◆ **Instruções da tarefa**
Transforme em lista o parágrafo do texto extraído que começa com "Em 25 de setembro de 2022", mantendo os fatos principais.

◆ **Texto extraído**
▼

Maria do Carmo Leite
Em 25 de setembro de 2022, os cubanos viveram um momento transcendental na história do país, dia em que se realizou o referendo sobre o Código das Famílias. A lei, destinada a dar respostas jurídicas aos conflitos que fazem parte de discussões em esfera mundializada, foi o assunto constante de debates em escolas, locais de trabalho, redes sociais, canais de televisão e transportes. O Projeto aprovado pela Assembleia Nacional de Poder Popular foi publicado em 12 de janeiro de 2022, para dar seguimento ao processo de consulta popular entre 1º de fevereiro e 30 de abril. Mais de 78 mil pontos de encontro foram concebidos em todo o território cubano, além de 109 circunscrições especiais em embaixadas e consulados de Cuba no exterior.

▲

◆ **Linhas de dados**
▼

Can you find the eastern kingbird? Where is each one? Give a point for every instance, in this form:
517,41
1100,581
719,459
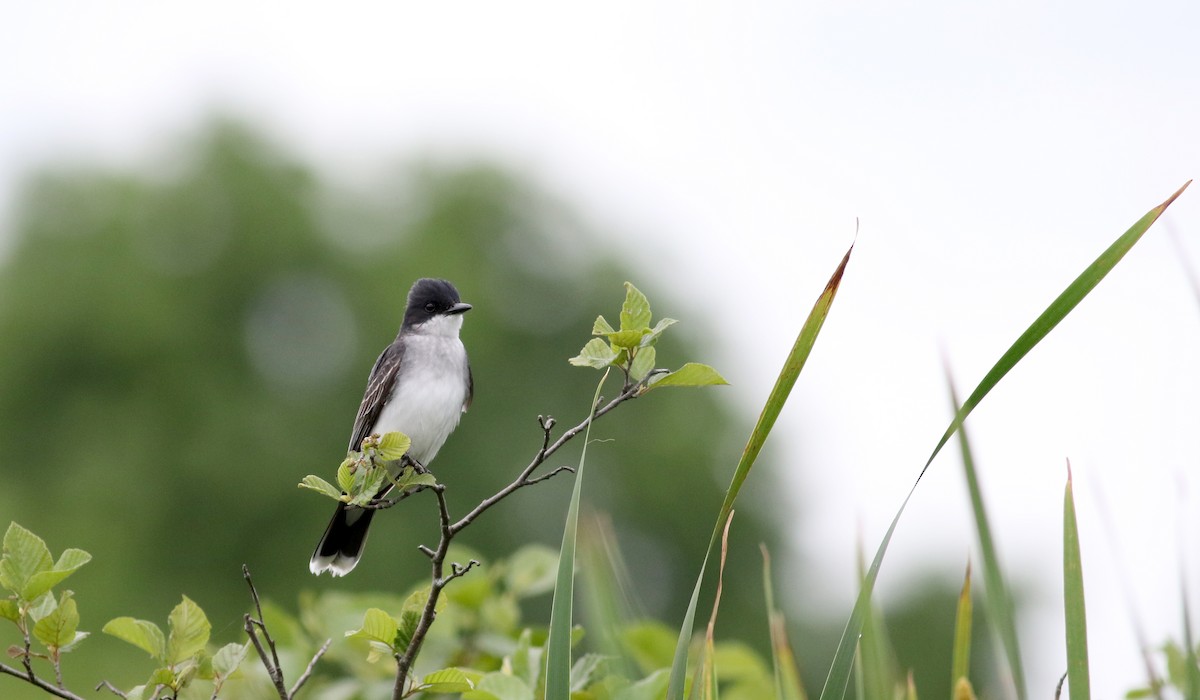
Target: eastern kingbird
420,386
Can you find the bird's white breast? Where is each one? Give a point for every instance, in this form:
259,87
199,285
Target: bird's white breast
429,394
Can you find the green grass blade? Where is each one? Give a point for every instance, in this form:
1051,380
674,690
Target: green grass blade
997,598
787,676
960,658
771,411
558,645
1059,309
876,658
1073,600
839,671
1192,683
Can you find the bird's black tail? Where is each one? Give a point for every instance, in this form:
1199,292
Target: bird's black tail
341,546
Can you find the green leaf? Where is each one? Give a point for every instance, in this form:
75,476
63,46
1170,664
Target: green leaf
409,477
189,632
445,681
322,486
653,335
779,394
595,353
648,688
997,598
58,629
839,671
585,670
228,658
24,556
642,364
1073,598
162,677
69,563
394,446
690,375
45,604
377,626
635,312
409,617
79,636
503,687
531,570
345,476
628,339
141,633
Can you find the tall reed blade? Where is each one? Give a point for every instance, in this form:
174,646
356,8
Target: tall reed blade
997,598
839,671
960,658
558,645
792,366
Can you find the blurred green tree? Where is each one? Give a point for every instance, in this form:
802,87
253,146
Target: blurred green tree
183,345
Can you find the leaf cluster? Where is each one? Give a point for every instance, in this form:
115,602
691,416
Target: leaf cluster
363,473
630,348
181,653
29,574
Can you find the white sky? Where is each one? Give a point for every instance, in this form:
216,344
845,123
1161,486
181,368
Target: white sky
990,151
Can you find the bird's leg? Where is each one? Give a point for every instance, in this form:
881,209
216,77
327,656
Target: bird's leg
407,461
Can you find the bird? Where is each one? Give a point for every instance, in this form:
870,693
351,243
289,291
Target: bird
420,386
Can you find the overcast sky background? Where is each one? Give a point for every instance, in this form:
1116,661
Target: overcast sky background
989,150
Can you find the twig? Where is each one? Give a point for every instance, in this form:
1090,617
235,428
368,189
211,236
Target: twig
307,672
28,676
273,669
273,665
547,449
111,688
449,528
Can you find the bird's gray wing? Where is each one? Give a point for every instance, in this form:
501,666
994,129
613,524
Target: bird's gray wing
471,389
379,384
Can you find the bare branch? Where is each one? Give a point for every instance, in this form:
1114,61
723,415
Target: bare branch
449,528
273,664
111,688
523,478
549,474
307,672
29,677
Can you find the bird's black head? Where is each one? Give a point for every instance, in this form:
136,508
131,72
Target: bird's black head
431,298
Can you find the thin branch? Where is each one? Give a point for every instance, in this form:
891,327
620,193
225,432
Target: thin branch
273,670
111,688
449,528
549,474
523,478
405,662
307,672
28,676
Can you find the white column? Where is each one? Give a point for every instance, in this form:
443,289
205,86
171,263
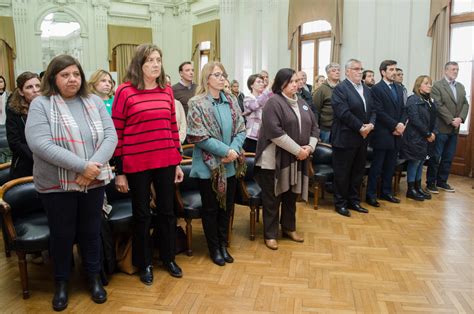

▲

◆ **Resultado do exercício**
- Em 25 de setembro de 2022, os cubanos votaram no referendo sobre o Código das Famílias, um momento transcendental na história do país.
- A lei busca dar respostas jurídicas a conflitos discutidos em esfera mundializada. Ela foi tema constante de debates em escolas, locais de trabalho, redes sociais, canais de televisão e transportes.
- A Assembleia Nacional de Poder Popular aprovou o Projeto, que foi publicado em 12 de janeiro de 2022.
- A consulta popular ocorreu entre 1º de fevereiro e 30 de abril.
- Foram criados mais de 78 mil pontos de encontro em todo o território cubano. Houve também 109 circunscrições especiais em embaixadas e consulados de Cuba no exterior.